Records from a data source
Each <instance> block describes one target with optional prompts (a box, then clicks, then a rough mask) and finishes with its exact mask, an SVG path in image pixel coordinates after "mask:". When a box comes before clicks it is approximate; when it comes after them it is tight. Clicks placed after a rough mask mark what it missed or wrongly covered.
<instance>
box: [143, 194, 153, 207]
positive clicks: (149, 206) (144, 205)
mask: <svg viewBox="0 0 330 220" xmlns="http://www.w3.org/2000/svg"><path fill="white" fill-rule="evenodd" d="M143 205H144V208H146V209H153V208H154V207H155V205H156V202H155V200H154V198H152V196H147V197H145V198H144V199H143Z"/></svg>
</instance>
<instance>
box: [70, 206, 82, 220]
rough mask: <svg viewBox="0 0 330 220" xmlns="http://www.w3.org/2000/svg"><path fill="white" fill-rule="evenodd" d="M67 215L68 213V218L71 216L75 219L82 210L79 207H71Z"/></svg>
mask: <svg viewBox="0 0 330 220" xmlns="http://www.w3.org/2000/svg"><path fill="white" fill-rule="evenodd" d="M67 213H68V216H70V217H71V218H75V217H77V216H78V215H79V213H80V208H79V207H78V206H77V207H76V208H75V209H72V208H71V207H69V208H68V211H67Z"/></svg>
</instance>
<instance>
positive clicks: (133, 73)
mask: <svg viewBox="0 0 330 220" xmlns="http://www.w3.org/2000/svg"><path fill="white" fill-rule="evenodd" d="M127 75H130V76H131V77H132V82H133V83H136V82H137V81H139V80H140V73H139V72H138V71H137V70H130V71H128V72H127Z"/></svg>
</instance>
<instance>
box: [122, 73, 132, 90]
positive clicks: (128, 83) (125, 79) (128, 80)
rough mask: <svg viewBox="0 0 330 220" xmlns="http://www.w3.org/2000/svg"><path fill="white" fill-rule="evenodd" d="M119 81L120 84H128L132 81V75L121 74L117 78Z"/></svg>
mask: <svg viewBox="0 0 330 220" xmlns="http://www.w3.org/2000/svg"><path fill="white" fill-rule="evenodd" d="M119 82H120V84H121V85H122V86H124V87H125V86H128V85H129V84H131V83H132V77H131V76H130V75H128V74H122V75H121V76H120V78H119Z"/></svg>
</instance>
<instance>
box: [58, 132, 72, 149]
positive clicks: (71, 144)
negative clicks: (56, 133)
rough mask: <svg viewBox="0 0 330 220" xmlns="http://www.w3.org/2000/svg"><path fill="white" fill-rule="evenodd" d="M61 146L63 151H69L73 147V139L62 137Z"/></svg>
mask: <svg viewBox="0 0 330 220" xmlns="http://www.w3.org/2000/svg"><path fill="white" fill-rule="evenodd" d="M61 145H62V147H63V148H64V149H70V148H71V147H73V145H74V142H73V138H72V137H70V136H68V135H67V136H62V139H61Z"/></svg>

### To do
Only the lines above, from the first through the one holding "negative clicks: (56, 133)", are to be output, and they must be copied exactly.

### Finished exercise
Each <instance> block describes one target with optional prompts (a box, then clicks, then a rough mask) and finishes with its exact mask, an SVG path in image pixel coordinates after "mask:". When a box comes before clicks it is approximate; when it comes after them it is tight. Clicks placed after a rough mask mark what it missed or wrongly covered.
<instance>
box: [143, 194, 153, 207]
positive clicks: (149, 206) (144, 205)
mask: <svg viewBox="0 0 330 220" xmlns="http://www.w3.org/2000/svg"><path fill="white" fill-rule="evenodd" d="M143 205H144V208H146V209H153V208H154V207H155V205H156V202H155V200H154V198H152V196H147V197H145V198H144V199H143Z"/></svg>
</instance>
<instance>
box: [70, 206, 82, 220]
rough mask: <svg viewBox="0 0 330 220" xmlns="http://www.w3.org/2000/svg"><path fill="white" fill-rule="evenodd" d="M67 215L68 213V218L71 216L75 219L82 210L79 207H71Z"/></svg>
mask: <svg viewBox="0 0 330 220" xmlns="http://www.w3.org/2000/svg"><path fill="white" fill-rule="evenodd" d="M67 213H68V216H70V217H71V218H75V217H77V216H78V215H79V213H80V208H79V207H78V206H77V207H76V208H75V209H72V208H71V207H69V208H68V211H67Z"/></svg>
</instance>
<instance>
positive clicks: (133, 73)
mask: <svg viewBox="0 0 330 220" xmlns="http://www.w3.org/2000/svg"><path fill="white" fill-rule="evenodd" d="M127 75H130V76H131V77H132V82H133V83H136V82H137V81H139V80H140V73H139V72H138V71H137V70H130V71H128V72H127Z"/></svg>
</instance>
<instance>
box: [122, 73, 132, 90]
positive clicks: (128, 83) (125, 79) (128, 80)
rough mask: <svg viewBox="0 0 330 220" xmlns="http://www.w3.org/2000/svg"><path fill="white" fill-rule="evenodd" d="M119 81L120 84H128L132 81V75L121 74L117 78Z"/></svg>
mask: <svg viewBox="0 0 330 220" xmlns="http://www.w3.org/2000/svg"><path fill="white" fill-rule="evenodd" d="M119 82H120V84H121V85H122V86H124V87H125V86H128V85H129V84H131V83H132V77H131V76H130V75H128V74H122V75H121V76H120V78H119Z"/></svg>
</instance>
<instance>
box: [58, 132, 72, 149]
positive clicks: (71, 144)
negative clicks: (56, 133)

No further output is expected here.